*** Material for the task Section Begins ***
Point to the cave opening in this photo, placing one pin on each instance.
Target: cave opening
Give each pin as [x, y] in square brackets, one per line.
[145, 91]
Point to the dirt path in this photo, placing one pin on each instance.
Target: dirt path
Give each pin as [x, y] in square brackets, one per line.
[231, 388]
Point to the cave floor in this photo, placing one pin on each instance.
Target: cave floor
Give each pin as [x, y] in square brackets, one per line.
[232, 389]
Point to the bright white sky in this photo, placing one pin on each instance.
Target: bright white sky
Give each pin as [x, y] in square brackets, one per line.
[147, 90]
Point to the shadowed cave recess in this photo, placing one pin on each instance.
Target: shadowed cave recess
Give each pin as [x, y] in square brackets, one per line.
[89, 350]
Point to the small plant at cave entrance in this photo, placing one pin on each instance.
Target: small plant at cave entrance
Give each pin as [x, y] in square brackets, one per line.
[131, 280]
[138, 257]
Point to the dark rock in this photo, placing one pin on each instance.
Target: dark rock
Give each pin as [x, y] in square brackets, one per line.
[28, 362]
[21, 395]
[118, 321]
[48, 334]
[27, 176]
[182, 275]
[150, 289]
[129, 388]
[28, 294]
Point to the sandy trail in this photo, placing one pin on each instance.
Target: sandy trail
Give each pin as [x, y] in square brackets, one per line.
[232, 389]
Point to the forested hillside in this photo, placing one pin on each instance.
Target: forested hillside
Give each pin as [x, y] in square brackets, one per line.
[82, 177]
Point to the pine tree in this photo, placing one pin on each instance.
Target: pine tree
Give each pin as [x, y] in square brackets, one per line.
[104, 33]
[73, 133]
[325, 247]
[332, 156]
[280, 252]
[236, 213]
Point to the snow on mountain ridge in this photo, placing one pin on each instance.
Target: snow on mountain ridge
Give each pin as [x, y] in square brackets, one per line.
*** Material for the task Section Ends ***
Copy every line that contains "snow" from the listing above.

Point to the snow on mountain ridge in this photo, placing one pin on each instance.
Target: snow on mountain ridge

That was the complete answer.